● **Short exercise**
Reproduce the listing below, substituting "occurrence" for each "instance" and leaving everything else unchanged.

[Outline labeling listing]
** BEGIN **

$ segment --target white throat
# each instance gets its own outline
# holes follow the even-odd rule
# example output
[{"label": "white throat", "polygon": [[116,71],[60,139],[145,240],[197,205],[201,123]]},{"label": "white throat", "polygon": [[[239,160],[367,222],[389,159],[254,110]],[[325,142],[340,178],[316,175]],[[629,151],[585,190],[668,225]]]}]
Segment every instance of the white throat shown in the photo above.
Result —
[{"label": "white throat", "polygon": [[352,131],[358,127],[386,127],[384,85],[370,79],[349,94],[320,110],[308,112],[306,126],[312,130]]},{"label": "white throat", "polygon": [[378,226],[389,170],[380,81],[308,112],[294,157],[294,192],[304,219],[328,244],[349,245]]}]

** END **

● **Written answer**
$ segment --target white throat
# each occurrence gets its own outline
# holes follow the even-odd rule
# example output
[{"label": "white throat", "polygon": [[116,71],[60,139],[145,240],[197,205],[201,123]]},{"label": "white throat", "polygon": [[[239,160],[367,222],[389,159],[254,110]],[[325,142],[340,178],[316,175]],[[629,151],[585,190],[668,225]]]}]
Segment every occurrence of the white throat shown in the photo above.
Result —
[{"label": "white throat", "polygon": [[352,131],[358,127],[386,127],[384,85],[370,79],[349,94],[320,110],[308,112],[306,126],[312,130]]},{"label": "white throat", "polygon": [[378,226],[389,170],[380,81],[308,112],[294,157],[294,192],[304,219],[328,244],[349,245]]}]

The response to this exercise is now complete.